> _Data records_

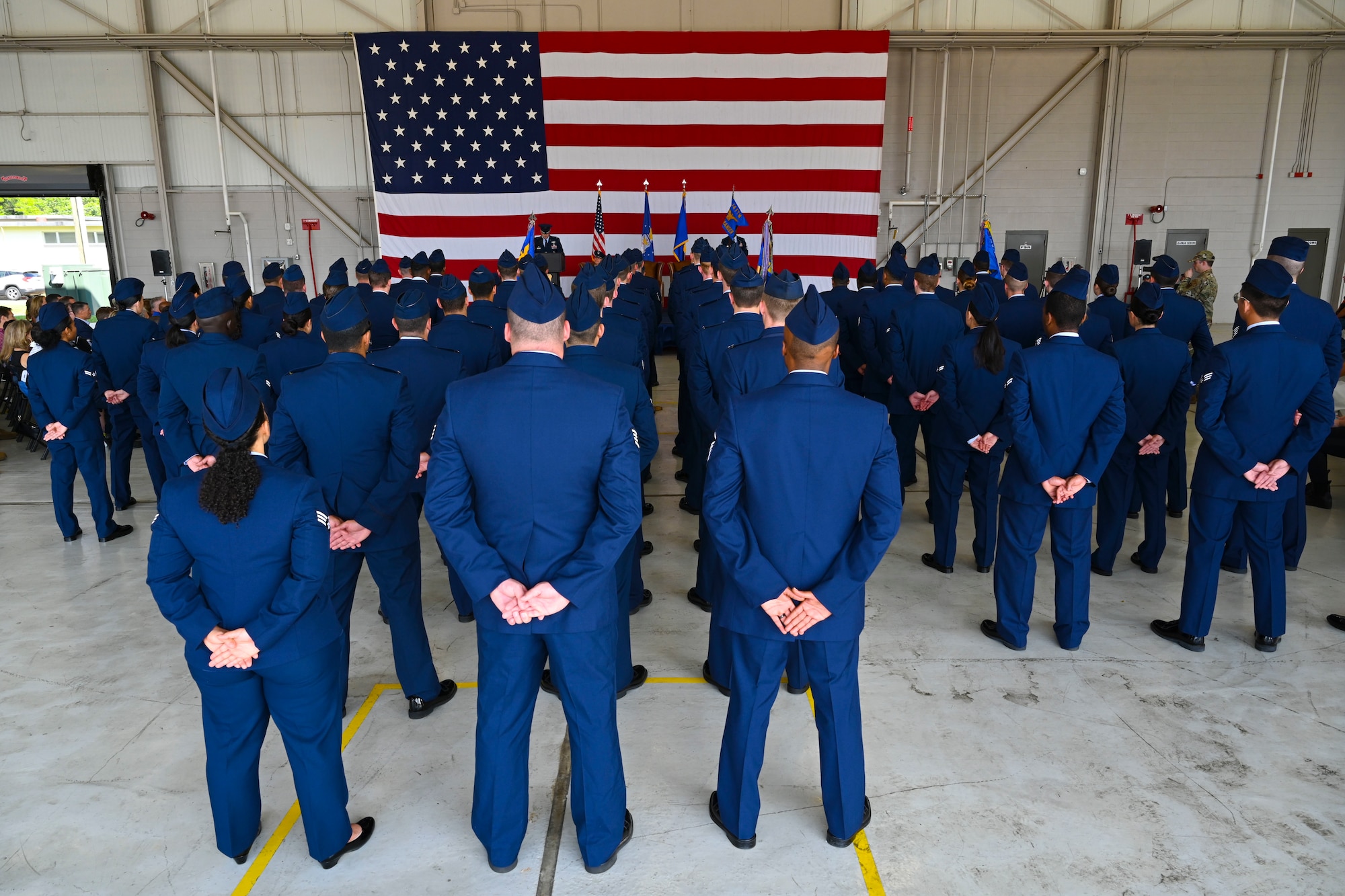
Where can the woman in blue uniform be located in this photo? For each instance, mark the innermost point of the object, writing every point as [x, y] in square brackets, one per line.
[969, 435]
[64, 392]
[237, 561]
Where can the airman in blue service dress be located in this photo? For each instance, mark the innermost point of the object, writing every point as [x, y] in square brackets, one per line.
[970, 407]
[1156, 372]
[804, 498]
[118, 346]
[1066, 409]
[540, 561]
[1252, 456]
[64, 393]
[244, 587]
[352, 425]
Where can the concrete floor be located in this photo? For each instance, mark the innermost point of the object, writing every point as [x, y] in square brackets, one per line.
[1128, 767]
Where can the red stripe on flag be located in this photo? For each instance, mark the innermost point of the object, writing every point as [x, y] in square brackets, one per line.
[755, 89]
[718, 42]
[703, 135]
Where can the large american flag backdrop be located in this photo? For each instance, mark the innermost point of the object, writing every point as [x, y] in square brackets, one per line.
[473, 132]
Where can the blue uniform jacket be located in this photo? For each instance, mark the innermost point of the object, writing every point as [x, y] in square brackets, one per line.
[352, 425]
[802, 490]
[185, 376]
[970, 397]
[638, 405]
[1246, 412]
[1067, 411]
[263, 573]
[914, 346]
[1156, 372]
[475, 342]
[535, 475]
[64, 388]
[289, 354]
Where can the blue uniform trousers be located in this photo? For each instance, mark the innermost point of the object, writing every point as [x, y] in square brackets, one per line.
[127, 419]
[88, 458]
[303, 697]
[949, 467]
[1022, 528]
[1211, 521]
[509, 673]
[1129, 475]
[835, 666]
[396, 571]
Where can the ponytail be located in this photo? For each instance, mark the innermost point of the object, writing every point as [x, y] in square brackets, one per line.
[231, 485]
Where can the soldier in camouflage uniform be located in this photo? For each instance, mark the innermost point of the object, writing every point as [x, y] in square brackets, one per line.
[1199, 283]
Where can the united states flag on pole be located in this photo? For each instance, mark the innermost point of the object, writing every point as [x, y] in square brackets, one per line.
[473, 132]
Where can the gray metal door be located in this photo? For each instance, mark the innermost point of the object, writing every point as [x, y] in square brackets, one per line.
[1311, 280]
[1032, 251]
[1184, 244]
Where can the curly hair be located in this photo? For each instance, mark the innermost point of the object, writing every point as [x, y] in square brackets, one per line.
[229, 487]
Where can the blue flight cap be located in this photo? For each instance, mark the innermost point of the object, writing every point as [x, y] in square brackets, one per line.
[929, 266]
[582, 311]
[451, 288]
[56, 314]
[535, 299]
[128, 290]
[1292, 248]
[1269, 278]
[229, 404]
[785, 286]
[747, 279]
[295, 303]
[812, 321]
[1164, 267]
[412, 304]
[985, 299]
[345, 310]
[215, 303]
[1074, 284]
[1149, 295]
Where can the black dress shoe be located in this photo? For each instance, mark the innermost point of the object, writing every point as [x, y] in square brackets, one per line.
[626, 837]
[929, 560]
[645, 602]
[124, 529]
[705, 674]
[991, 630]
[715, 815]
[640, 674]
[1266, 643]
[420, 708]
[845, 841]
[1135, 559]
[367, 830]
[1169, 631]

> _Problem to solve_
Give back only the lines from the one containing "Where can the black" through the final line of the entries above, exactly as written, both included.

> _Answer box_
Where can the black dress shoe be located in this photo? For each instance, mark the innermost point of the object, writing every point as [x, y] in square brackets, one per line.
[626, 837]
[929, 560]
[645, 602]
[124, 529]
[705, 674]
[991, 630]
[715, 815]
[640, 674]
[1266, 643]
[420, 708]
[845, 841]
[1135, 559]
[367, 830]
[1169, 631]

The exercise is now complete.